Please copy the passage on primary and secondary qualities below word for word, in full.

EXTRACT PROVIDED:
|---|
I may perceive an object to be a red square box. My perception (or idea) of square can be assumed as accurately representing an actual quality (squareness) of the box. The box is in fact square (at least approximately). Yet my perception of red does not accurately describe an actual quality of or in the box. There is no red on or in the box, but only a certain arrangement of corpuscles (or let us say atoms). The red is how I perceive that arrangement or how I am affected by its emanating power/quality; and thus the red is an idea of a secondary quality or power in the object. So, ideas or descriptions of primary qualities are appropriate resemblances to what is actually there with the object; while ideas or descriptions of secondary qualities are not appropriate resemblances to what is there --only the affect upon us from what is there.
|---|
MATERIAL:
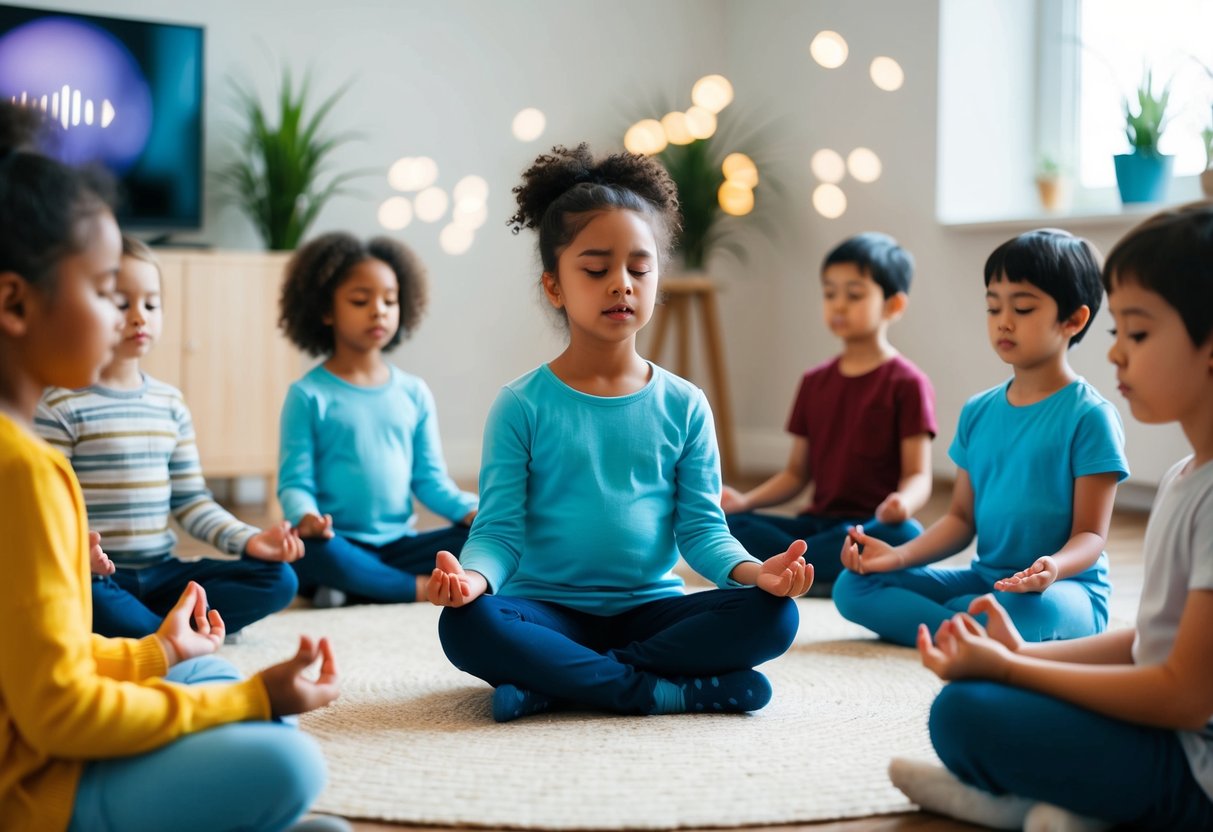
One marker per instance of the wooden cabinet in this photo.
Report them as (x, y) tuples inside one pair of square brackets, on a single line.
[(222, 348)]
|---|
RESPONSE BELOW:
I may perceive an object to be a red square box. My perception (or idea) of square can be assumed as accurately representing an actual quality (squareness) of the box. The box is in fact square (at least approximately). Yet my perception of red does not accurately describe an actual quality of or in the box. There is no red on or in the box, but only a certain arrangement of corpuscles (or let us say atoms). The red is how I perceive that arrangement or how I am affected by its emanating power/quality; and thus the red is an idea of a secondary quality or power in the object. So, ideas or descriptions of primary qualities are appropriate resemblances to what is actually there with the object; while ideas or descriptions of secondary qualities are not appropriate resemblances to what is there --only the affect upon us from what is there.